Se
é verdade que deve-se valorizar todas as iniciativas que
promovam políticas afirmativas em qualquer nível de ensino,
é verdade também,
que qualquer mecanismo que implique em apoio à iniciativa
privada por parte do setor público na área da educação só
pode ocorrer por períodos limitados, em regime emergencial,
baseados em um plano claro de reposição da oferta pública
de qualidade para todas as pessoas.
A
educação no Brasil na era Lula, um breve balanço
*Sérgio
Haddad e **Mariângela Graciano
Este
texto trata em linhas gerais a política educacional do
governo federal em curso no Brasil no período de janeiro de
2003 a setembro de 2004, e de como o Direito Humano à Educação
tem sido atendido pelo Governo Lula.
O
governo brasileiro, por meio do Ministério da Educação –
MEC, elegeu como prioridades ações para democratizar o
acesso à educação em todos os níveis, por meio da
continuidade do programa Brasil Alfabetizado, e da formulação
de legislações visando à implantação de uma reforma
universitária e a criação do Fundo de Manutenção e
Desenvolvimento da Educação Básica – Fundeb.
O
Programa Brasil Alfabetizado apresenta avanços em relação
às campanhas e programas de alfabetização promovidos no País
desde a década de 1940 e especificamente em relação ao
Alfabetização Solidária, única iniciativa do governo
federal entre 1998 e 2002.
Inicialmente,
deve-se valorizar o fato de ser um programa de iniciativa de
governo, ao contrário do programa anterior, que punha na mão
da sociedade civil a responsabilidade por um direito que só
pode ser realizado pela ação efetiva do Estado. Além do
mais, o programa se constituiu de forma mais democrática,
prevendo mecanismos de controle social, tanto em relação aos
seus convênios, como em relação à identificação do
atendimento e à
evolução da abrangência do programa. Por outro lado,
o programa foi lançado de maneira inadequada quanto às suas
intenções de erradicação do analfabetismo, falando em 20
milhões de jovens e adultos que não sabem ler e escrever,
quando este número não passa de 15 milhões. Além do mais,
criou uma expectativa de atendimento sem criar as condições
necessárias para tal. Não havia estudos sobre os mecanismos
de atendimento, principalmente nos contratos com entidades da
sociedade civil, nem tão pouco análise sobre as ações já
existentens no sistema público de ensino para o atendimento
deste grupo social.

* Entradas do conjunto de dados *
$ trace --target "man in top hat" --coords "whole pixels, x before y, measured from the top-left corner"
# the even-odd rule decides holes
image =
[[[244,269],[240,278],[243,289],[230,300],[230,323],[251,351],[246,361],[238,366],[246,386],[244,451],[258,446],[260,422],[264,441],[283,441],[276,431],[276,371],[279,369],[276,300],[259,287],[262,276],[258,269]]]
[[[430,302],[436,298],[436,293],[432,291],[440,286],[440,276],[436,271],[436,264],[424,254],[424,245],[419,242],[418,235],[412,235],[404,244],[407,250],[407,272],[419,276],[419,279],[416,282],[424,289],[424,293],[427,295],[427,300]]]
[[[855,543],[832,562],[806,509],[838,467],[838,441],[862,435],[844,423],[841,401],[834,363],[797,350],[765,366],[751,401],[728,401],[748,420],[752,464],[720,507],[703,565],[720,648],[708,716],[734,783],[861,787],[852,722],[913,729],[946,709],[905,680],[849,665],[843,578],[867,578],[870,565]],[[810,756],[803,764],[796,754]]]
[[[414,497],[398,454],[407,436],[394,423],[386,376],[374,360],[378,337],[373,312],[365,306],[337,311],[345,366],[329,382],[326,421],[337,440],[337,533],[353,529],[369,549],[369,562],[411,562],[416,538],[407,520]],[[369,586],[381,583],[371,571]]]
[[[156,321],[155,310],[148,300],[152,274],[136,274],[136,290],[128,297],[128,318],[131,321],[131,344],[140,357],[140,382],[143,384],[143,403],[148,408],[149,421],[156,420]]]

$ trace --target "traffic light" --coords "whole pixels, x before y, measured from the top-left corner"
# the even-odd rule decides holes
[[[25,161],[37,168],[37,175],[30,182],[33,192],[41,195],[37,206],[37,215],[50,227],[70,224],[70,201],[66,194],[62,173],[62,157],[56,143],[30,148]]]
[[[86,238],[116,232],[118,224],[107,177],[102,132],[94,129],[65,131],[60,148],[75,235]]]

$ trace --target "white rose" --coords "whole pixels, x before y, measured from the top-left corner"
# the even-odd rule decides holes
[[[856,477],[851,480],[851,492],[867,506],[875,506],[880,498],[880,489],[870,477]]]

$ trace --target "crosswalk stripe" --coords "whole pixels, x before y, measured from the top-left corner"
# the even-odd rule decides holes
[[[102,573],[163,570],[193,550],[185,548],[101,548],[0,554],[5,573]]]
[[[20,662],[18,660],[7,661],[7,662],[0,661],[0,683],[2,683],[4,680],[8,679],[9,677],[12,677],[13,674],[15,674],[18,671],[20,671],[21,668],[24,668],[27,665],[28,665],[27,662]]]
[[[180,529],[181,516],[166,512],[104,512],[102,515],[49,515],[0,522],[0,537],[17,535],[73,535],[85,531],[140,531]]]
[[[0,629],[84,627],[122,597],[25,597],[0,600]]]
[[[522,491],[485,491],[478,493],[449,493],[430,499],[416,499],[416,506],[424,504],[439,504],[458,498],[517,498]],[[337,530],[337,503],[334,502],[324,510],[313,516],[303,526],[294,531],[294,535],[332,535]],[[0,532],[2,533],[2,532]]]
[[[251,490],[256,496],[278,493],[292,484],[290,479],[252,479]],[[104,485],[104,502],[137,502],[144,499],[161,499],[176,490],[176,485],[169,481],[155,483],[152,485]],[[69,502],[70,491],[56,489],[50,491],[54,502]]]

* TAREFA PROPOSTA 1 *
Segundo o texto sobre a educação na era Lula, qual foi a única iniciativa de alfabetização do governo federal entre 1998 e 2002?
* TAREFA PROPOSTA 2 *
Localize nos registros todas as linhas em que aparece a palavra "trace" e copie cada uma delas.

* RESPOSTA 1 *
Alfabetização Solidária.

* RESPOSTA 2 *
$ trace --target "man in top hat" --coords "whole pixels, x before y, measured from the top-left corner"
$ trace --target "traffic light" --coords "whole pixels, x before y, measured from the top-left corner"
$ trace --target "white rose" --coords "whole pixels, x before y, measured from the top-left corner"
$ trace --target "crosswalk stripe" --coords "whole pixels, x before y, measured from the top-left corner"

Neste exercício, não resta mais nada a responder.